You’ve talked for years about wanting to learn [piano/Mandarin/swing dancing/Haskell/knitting/motorcycle maintenance], but even though there are classes at the local community center and all your friends are going, you’re oddly reluctant and keep making excuses.
If, on the other hand, you went ahead and grumped at your coworker, you might feel that you should have stuck to your communication goals; if you buckled down for a writing sprint, you might feel that you should have taken time out to spend with your significant other, or conserved resources for work the next day; if you start taking classes, you might feel that you should have saved the money, or spent it on something else instead.
Many people default to one side or the other when they notice a should—they have a deontological policy of defending their inner emotional selves, or of conforming to social expectations, or of sticking to the plan, or of being flexible and changing the plan. The problem is, any one-size-fits-all solution is going to miss a large percentage of the time, and writing the bottom line without actually considering the arguments is a recipe for inaccurate beliefs.
At their core, shoulds are data, and data is something an aspiring rationalist almost always wants more of. Just as regular double crux encourages us to remain open to the idea that others might have better information than we do, so too does internal double crux encourage us to listen to the input of every aspect of our motivational structure. Different parts of your psyche are better equipped to pay attention to different swaths of the available evidence, and they process that evidence in different ways. Given the complexity of the world, it makes sense to start from the assumption that a synthesis of conclusions will be more accurate than any one conclusion on its own.
The agent at the top mistakenly believes that the correct move is to head to the left, since that seems to be the most direct path toward the goal. The agent on the right can see that this is a mistake, but it would never have been able to navigate to that particular node of the maze on its own.
The part of you that wants to run is good at paying attention to your long-term goals, your social standing, your health, and your sense of yourself as a strong and capable person. The part of you that wants to watch Netflix is good at paying attention to your short-term urges, your energy levels, your sense of comfort, and whether or not the new Stranger Things episode seems likely to be good.
You can ignore one side or the other indefinitely, but the result is often feeling halfhearted or torn, ruminating or struggling with decisions, burning willpower, suffering from your decisions, and endorsing one part of your psyche beating up on another part. In order to build a maximally detailed understanding of the world and correctly strategize across all of your needs and goals, you’ve got to bring all of your models to the table—implicit, explicit, S1, S2, endorsed, embarrassing, vague, and exact.
An Example IDC
Moreso than with most techniques, we have found that participants learning IDC get substantial value out of holding themselves to a very specific format for at least their first couple of attempts. There’s some amount of magic that often requires experience and is less transmissible up front, so simply giving it a shot as-written (as opposed to making your own tweaks and adjustments on the fly) is something we recommend more strongly than usual.
Step 0: Find an internal disagreement.
Look for any sort of “should” that’s counter to your current default action—something you feel you aren’t supposed to think or believe (though on some level you do), or a step toward your goal that feels useless or excessively unpleasant.
Step 1:Take a piece of paper, and, at the top, draw two dots, representing the two perspectives/viewpoints/sub-agents. Name them.
Step 1(b): Check the names for resonance and fairness.
What you are doing during the internal double crux technique is, essentially, moderating a debate between two different parts of yourself/two different perspectives you’re capable of adopting.

- Supplied information
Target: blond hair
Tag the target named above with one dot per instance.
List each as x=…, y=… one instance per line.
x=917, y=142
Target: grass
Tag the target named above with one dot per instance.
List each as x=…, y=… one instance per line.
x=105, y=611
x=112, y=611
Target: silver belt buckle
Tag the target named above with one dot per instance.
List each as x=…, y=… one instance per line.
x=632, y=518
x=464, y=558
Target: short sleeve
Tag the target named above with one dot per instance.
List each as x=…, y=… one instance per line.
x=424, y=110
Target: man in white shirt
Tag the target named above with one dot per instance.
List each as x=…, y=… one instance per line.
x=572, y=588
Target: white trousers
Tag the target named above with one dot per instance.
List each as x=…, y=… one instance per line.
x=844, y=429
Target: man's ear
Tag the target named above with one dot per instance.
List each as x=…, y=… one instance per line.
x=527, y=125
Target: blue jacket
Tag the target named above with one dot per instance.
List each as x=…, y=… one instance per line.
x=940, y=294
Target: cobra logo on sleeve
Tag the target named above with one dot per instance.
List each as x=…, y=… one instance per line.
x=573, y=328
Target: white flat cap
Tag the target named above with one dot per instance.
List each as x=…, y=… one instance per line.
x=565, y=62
* * *
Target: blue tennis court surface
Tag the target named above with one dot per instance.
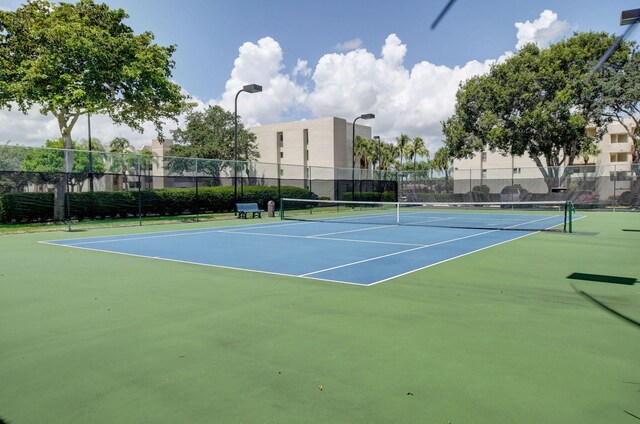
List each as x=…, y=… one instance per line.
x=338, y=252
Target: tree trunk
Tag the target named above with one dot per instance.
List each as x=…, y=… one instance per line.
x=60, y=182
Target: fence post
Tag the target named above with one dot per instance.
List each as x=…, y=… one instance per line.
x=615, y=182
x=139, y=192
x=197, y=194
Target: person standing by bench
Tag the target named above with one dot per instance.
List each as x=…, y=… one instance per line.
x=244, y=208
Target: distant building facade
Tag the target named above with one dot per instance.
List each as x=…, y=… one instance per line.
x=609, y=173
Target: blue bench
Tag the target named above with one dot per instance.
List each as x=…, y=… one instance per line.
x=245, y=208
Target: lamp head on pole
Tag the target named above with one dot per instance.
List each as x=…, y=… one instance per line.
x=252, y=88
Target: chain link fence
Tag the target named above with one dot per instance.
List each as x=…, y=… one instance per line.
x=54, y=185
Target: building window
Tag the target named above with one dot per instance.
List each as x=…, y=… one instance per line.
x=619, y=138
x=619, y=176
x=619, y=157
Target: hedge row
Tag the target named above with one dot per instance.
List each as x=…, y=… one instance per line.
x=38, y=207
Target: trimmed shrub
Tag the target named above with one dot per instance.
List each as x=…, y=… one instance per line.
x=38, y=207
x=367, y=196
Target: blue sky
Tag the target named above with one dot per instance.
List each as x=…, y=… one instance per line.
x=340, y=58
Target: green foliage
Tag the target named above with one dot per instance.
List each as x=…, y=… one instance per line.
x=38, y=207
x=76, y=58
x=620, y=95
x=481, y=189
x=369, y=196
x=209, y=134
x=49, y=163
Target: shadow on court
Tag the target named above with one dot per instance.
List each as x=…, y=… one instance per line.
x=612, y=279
...
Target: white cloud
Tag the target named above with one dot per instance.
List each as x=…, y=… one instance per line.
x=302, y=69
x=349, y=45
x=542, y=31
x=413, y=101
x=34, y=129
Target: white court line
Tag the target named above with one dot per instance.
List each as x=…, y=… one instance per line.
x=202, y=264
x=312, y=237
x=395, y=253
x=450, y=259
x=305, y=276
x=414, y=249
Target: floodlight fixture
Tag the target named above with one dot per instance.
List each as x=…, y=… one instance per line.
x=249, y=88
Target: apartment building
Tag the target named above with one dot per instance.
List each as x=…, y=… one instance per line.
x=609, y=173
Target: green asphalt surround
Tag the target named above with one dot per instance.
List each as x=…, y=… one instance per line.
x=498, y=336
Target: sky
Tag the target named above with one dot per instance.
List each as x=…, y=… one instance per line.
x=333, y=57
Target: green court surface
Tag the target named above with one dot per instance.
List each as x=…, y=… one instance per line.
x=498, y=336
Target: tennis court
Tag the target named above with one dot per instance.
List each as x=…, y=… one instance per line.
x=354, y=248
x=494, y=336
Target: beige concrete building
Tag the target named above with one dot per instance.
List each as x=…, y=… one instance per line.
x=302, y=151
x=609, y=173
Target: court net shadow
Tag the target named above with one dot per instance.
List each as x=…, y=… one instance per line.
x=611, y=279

- Exercise requirements
Revise the passage on internal double crux, starting with "Look for any" and going on through "perspectives/viewpoints/sub-agents. Name them.", so that "two dots" becomes "two circles". The lines above have no connection to the passage on internal double crux.

- Reply to the exercise
Look for any sort of “should” that’s counter to your current default action—something you feel you aren’t supposed to think or believe (though on some level you do), or a step toward your goal that feels useless or excessively unpleasant.
Step 1:Take a piece of paper, and, at the top, draw two circles, representing the two perspectives/viewpoints/sub-agents. Name them.